> What is required:
What is needed is the number of lines below that contain the string "sign", with no other text.

> Data to examine:

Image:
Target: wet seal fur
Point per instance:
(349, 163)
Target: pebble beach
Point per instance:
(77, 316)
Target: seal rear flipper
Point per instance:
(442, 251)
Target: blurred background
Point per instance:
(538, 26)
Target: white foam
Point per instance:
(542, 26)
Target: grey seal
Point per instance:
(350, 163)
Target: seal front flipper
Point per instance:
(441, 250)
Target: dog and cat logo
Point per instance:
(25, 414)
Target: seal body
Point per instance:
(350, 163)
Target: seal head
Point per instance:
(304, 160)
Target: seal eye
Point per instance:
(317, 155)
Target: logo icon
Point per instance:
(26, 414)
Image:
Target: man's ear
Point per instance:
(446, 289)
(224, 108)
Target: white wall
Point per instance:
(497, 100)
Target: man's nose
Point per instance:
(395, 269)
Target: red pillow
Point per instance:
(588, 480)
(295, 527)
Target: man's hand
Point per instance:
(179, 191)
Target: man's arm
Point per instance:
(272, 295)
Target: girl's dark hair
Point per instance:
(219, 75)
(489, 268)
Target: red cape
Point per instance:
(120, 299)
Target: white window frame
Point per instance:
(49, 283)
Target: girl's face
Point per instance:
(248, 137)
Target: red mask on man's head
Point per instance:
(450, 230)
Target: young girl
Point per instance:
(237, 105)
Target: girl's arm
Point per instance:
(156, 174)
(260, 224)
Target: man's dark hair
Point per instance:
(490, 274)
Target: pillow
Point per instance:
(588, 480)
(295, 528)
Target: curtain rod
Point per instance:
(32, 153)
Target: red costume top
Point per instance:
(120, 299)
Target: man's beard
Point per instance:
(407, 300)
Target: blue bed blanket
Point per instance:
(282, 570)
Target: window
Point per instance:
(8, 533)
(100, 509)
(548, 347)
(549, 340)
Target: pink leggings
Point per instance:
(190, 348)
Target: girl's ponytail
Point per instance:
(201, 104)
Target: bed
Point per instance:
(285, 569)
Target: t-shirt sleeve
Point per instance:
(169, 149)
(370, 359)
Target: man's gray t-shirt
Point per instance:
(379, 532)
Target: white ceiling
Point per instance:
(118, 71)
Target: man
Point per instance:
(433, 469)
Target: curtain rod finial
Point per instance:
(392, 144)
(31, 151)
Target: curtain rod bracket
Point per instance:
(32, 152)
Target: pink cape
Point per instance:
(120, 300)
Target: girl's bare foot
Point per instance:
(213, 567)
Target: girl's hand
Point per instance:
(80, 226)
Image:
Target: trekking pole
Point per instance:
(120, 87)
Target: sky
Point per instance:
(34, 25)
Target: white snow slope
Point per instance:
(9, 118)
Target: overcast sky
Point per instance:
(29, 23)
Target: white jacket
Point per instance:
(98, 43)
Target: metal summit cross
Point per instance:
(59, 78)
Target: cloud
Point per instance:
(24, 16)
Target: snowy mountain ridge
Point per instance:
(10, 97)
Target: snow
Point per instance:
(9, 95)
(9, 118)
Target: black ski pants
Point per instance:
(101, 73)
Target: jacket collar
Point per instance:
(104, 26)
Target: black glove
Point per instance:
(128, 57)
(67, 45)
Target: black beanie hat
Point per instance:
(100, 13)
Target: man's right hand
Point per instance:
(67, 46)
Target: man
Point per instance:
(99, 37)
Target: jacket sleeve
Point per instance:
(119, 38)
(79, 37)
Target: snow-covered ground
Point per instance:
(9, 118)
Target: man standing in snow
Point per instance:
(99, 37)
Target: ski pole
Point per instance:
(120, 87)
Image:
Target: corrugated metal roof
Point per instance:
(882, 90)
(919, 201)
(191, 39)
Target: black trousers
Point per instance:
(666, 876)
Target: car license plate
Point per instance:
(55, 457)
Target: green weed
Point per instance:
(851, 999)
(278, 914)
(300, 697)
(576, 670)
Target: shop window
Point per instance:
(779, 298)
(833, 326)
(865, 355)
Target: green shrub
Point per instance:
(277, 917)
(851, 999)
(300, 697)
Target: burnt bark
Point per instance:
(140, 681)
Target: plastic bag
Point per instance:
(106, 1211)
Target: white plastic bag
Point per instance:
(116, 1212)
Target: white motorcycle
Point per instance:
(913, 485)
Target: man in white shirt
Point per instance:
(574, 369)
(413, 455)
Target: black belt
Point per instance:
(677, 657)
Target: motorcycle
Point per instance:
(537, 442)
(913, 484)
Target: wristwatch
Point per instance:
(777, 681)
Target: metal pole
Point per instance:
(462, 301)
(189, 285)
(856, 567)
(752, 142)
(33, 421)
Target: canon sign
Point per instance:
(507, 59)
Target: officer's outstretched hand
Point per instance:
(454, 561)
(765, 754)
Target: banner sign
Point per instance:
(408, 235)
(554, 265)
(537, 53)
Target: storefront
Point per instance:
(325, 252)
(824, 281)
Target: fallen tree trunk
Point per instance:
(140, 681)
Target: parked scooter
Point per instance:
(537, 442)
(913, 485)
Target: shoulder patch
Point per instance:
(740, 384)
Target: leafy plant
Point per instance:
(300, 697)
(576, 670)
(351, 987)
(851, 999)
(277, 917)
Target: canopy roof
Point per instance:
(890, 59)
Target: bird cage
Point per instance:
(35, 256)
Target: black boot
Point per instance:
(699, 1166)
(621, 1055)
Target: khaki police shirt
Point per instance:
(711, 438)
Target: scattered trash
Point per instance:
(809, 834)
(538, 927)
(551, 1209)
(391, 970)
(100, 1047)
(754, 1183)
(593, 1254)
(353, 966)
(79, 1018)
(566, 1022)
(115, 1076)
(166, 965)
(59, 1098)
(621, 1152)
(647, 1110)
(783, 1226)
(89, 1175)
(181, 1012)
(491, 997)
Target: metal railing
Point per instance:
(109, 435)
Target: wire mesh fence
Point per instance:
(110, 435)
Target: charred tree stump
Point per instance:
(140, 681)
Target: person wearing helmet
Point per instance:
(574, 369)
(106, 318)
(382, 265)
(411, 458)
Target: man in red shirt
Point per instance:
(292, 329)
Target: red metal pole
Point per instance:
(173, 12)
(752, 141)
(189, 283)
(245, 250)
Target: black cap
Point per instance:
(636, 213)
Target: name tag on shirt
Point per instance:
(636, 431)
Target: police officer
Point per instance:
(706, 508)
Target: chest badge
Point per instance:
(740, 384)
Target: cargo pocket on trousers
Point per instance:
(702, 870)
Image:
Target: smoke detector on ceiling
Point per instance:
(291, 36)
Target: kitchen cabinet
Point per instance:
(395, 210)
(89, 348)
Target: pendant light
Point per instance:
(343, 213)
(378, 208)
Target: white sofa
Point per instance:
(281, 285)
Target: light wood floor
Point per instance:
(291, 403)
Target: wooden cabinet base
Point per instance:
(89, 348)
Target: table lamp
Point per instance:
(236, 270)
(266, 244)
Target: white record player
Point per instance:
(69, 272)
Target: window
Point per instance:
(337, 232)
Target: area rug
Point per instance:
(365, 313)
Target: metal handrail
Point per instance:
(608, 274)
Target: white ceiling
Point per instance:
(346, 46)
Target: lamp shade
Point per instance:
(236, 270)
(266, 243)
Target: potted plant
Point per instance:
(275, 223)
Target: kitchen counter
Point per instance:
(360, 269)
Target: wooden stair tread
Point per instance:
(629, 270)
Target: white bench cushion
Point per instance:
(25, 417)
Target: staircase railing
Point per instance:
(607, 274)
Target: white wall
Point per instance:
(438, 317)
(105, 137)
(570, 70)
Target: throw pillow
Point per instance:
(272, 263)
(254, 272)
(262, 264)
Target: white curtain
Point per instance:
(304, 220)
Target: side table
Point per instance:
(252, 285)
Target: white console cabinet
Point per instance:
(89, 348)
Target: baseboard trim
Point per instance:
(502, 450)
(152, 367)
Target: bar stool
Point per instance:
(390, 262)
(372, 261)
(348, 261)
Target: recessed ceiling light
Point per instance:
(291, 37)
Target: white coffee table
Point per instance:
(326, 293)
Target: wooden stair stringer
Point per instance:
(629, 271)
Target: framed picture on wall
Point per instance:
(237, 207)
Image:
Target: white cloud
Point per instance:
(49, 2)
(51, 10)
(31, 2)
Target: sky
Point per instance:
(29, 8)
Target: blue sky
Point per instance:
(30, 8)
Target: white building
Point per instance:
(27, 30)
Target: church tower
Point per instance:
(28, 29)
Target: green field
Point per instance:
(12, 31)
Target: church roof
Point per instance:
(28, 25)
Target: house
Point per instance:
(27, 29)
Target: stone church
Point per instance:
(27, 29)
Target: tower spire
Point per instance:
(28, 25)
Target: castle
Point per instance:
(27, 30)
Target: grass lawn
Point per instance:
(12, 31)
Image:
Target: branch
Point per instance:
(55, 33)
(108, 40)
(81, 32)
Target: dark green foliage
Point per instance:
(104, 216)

> Answer space:
2